[Collected data]

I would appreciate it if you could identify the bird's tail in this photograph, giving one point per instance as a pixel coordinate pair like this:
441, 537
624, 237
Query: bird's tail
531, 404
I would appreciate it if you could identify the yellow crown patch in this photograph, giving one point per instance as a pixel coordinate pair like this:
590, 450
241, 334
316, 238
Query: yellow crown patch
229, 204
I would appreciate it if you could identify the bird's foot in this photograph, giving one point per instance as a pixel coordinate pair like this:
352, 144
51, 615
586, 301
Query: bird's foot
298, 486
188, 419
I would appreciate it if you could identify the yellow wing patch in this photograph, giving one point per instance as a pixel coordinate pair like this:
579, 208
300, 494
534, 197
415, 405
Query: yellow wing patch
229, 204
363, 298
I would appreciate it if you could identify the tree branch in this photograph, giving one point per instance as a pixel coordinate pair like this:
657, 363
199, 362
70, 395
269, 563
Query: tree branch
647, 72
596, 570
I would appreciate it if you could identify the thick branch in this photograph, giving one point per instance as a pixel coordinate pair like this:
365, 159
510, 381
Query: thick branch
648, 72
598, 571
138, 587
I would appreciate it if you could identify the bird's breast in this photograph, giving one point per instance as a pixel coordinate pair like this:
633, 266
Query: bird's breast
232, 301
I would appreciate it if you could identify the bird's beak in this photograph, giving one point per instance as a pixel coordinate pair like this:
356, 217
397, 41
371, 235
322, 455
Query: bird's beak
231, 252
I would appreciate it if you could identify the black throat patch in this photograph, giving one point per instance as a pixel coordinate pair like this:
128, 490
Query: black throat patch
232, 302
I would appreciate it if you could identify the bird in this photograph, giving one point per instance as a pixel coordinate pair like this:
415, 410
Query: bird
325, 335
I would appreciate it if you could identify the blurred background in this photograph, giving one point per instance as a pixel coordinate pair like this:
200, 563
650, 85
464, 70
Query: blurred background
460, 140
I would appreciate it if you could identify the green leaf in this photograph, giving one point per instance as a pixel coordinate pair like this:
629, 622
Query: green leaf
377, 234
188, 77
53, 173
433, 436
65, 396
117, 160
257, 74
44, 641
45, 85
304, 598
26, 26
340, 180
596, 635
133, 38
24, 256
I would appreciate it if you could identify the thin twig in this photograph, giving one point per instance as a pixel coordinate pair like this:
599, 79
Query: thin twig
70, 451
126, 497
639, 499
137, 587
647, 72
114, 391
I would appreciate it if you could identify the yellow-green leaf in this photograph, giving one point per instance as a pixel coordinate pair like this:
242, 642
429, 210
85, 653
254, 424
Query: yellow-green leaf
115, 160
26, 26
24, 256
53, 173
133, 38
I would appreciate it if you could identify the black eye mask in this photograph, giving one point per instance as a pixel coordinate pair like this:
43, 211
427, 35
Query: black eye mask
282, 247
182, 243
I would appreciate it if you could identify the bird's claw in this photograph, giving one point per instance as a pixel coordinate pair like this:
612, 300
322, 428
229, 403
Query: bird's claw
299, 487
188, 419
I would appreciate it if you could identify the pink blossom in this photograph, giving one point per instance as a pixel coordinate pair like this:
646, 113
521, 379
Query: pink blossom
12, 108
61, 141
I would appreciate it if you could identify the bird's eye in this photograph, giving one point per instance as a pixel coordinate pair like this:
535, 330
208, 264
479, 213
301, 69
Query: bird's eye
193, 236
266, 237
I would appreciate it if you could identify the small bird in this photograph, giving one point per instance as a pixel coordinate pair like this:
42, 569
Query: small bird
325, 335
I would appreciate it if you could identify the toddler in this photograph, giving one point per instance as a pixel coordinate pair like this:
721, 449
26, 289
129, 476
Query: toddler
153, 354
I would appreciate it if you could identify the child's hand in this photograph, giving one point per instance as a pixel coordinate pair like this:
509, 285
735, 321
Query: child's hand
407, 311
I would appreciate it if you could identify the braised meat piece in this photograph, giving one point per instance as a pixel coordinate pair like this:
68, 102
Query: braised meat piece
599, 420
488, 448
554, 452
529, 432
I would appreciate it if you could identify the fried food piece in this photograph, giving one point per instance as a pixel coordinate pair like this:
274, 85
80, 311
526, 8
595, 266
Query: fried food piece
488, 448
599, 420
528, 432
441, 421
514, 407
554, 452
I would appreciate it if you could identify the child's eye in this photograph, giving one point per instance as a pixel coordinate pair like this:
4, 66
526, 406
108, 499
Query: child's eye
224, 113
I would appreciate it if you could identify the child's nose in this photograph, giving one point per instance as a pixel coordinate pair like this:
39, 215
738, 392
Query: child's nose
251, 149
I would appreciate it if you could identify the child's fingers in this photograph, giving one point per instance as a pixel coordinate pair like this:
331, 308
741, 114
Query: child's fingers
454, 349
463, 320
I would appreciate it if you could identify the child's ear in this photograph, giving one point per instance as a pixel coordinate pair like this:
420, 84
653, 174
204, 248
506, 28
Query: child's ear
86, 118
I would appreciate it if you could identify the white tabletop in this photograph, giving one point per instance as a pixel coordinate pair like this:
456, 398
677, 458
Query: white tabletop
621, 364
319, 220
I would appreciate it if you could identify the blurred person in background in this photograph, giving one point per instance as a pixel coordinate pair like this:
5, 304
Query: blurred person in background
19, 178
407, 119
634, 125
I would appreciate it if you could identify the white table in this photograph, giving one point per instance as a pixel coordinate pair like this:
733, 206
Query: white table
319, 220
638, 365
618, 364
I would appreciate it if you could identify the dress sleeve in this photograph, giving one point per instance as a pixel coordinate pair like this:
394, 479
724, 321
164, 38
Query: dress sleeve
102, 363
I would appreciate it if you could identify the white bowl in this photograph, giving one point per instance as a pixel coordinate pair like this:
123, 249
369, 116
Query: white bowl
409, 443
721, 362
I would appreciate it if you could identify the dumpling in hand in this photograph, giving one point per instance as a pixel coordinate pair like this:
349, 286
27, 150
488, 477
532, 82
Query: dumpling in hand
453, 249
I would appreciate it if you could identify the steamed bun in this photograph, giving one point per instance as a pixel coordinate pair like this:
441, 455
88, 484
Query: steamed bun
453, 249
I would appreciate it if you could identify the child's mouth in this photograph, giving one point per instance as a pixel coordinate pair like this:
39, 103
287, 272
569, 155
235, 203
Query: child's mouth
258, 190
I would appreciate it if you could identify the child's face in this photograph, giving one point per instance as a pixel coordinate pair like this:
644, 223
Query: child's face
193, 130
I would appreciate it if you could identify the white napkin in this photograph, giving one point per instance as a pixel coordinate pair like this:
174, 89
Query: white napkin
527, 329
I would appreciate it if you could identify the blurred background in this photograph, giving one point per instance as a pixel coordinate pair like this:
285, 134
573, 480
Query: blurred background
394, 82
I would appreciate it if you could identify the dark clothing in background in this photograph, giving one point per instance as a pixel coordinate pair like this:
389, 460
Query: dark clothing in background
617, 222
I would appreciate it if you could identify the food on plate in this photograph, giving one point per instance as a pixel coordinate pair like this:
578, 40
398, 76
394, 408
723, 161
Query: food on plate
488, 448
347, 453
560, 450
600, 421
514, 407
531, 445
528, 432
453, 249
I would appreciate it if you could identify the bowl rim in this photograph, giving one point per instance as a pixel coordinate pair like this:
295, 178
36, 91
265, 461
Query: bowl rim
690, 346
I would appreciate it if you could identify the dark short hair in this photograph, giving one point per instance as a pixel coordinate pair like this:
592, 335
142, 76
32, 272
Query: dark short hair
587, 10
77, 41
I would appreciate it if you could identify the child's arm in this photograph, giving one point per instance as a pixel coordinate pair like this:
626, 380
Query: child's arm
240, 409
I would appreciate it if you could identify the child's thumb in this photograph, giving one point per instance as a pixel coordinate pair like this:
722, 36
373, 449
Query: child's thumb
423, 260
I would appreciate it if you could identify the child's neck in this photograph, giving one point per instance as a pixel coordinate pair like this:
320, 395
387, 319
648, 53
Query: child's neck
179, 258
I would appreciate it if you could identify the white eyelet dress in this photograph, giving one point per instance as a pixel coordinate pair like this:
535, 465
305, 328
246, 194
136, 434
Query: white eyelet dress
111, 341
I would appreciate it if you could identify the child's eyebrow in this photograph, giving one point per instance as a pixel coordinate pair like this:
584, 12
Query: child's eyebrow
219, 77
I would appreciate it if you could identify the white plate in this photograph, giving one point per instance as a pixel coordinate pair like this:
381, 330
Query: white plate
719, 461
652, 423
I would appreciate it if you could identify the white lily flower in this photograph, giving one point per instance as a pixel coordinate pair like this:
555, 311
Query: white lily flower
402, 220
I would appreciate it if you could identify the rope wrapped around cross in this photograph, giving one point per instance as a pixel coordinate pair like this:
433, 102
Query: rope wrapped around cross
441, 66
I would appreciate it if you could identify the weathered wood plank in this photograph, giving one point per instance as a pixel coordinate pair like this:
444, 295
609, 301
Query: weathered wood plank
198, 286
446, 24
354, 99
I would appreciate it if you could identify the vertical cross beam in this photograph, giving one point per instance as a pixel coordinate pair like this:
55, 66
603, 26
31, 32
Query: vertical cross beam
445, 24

**Work to be completed**
Using the entries above, copy exactly the lines from the one containing "I would appreciate it if you could identify the rope" through the last, both included.

**Response area**
I would appreciate it if you could identify the rope wrapped around cross in this photograph, giving one point per instance as a pixel coordinate pair like this:
433, 102
Query: rope wrapped around cross
441, 66
I would appreciate it if you could identify the weathered wood plank in this photograph, giving one point per instance as a pixel coordinate pair like this:
444, 295
609, 301
Query: weathered wood plank
198, 286
446, 24
354, 99
I would appreciate it if you could identify the vertical cross beam in this photograph, giving one point per instance as a pixel coordinate pair like this:
55, 66
603, 26
31, 32
Query: vertical cross beam
445, 24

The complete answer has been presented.